● ARTIKEL:
|---|
Eine Spionagesoftware mit dem Namen "Pegasus"
Mächtige Spionage-Software für iPhones entdeckt
26. August 2016, 07:
50231 Postings
Offenbar seit mehreren Jahren im Einsatz – Apple schließt Lücken mit
neuem Update
Eine neu entdeckte Spionage-Software hat drei iPhone-Schwachstellen
ausgenutzt, um sich weitreichenden Zugriff auf die Geräte zu
verschaffen. Nach Erkenntnissen von Sicherheitsforschern wurde das
Programm auch gegen Menschenrechtler und Journalisten eingesetzt. Apple
stopfte die Sicherheitslücken im iPhone-System iOS am Donnerstag – rund
zwei Wochen nach dem ersten Verdacht.
Experten zufolge steckt hinter dem Programm, das von ihnen "Pegasus"
genannt wurde, ein Unternehmen aus Israel. Der IT-Sicherheitsfirma
Lookout zufolge konnte das Spionage-Programm Nachrichten und E-Mails
mitlesen, Anrufe verfolgen, Passwörter abgreifen, Tonaufnahmen machen
und den Aufenthaltsort des Nutzers aufzeichnen. Die Liste der von
"Pegasus" überwachten Programme ist ebenfalls ausführlich: So befinden
sich darunter etwa WhatsApp, Facetime, Gmail, Facebook, der Apple
Calendar, Skype, Facebook und WeChat. Es ist außergewöhnlich, dass eine
Software zur Überwachung von iPhones mit derartigen Fähigkeiten, die
meist nur Geheimdiensten zugeschrieben werden, entdeckt und analysiert
werden konnte.
Gefährlicher Link
Aufgefallen sei das Schadprogramm, als der Menschenrechtler Ahmed
Mansour Verdacht bei einer Nachricht mit einem Link zu angeblichen
Informationen über Folter von Häftlingen in den Vereinigten Arabischen
Emiraten geschöpft habe, erklärten die Experten. Statt den Link
anzuklicken, habe er die Forscher eingeschaltet. Sie gaben dem
entdeckten Überwachungsprogramm den Namen "Pegasus".
|---|
● ZIEL DER AUFGABE: Schreibe aus dem Artikel über die Spionage-Software Pegasus den Abschnitt zwischen "Experten zufolge steckt" und "werden konnte.", beide eingeschlossen, wortgetreu ab.

● GESAMMELTE DATEN:
|---|
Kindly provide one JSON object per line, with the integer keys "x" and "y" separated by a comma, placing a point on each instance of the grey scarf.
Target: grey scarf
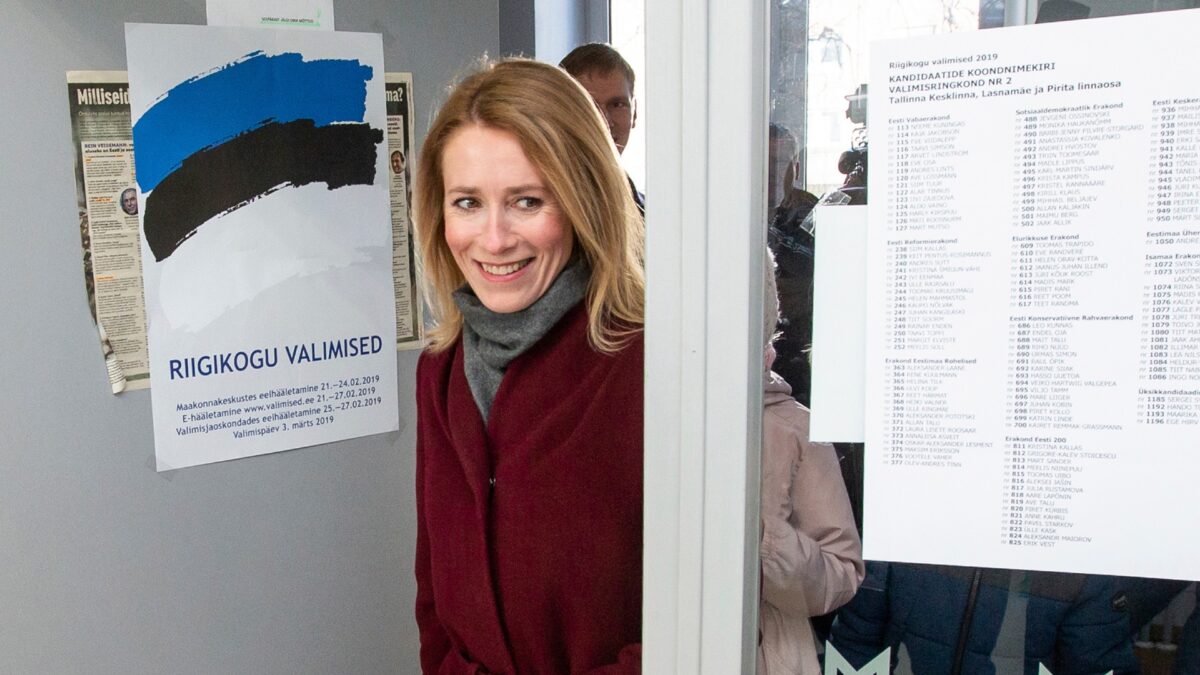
{"x": 492, "y": 340}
|---|
● SCHRIFTLICHE ANTWORT:
Experten zufolge steckt hinter dem Programm, das von ihnen "Pegasus"
genannt wurde, ein Unternehmen aus Israel. Der IT-Sicherheitsfirma
Lookout zufolge konnte das Spionage-Programm Nachrichten und E-Mails
mitlesen, Anrufe verfolgen, Passwörter abgreifen, Tonaufnahmen machen
und den Aufenthaltsort des Nutzers aufzeichnen. Die Liste der von
"Pegasus" überwachten Programme ist ebenfalls ausführlich: So befinden
sich darunter etwa WhatsApp, Facetime, Gmail, Facebook, der Apple
Calendar, Skype, Facebook und WeChat. Es ist außergewöhnlich, dass eine
Software zur Überwachung von iPhones mit derartigen Fähigkeiten, die
meist nur Geheimdiensten zugeschrieben werden, entdeckt und analysiert
werden konnte.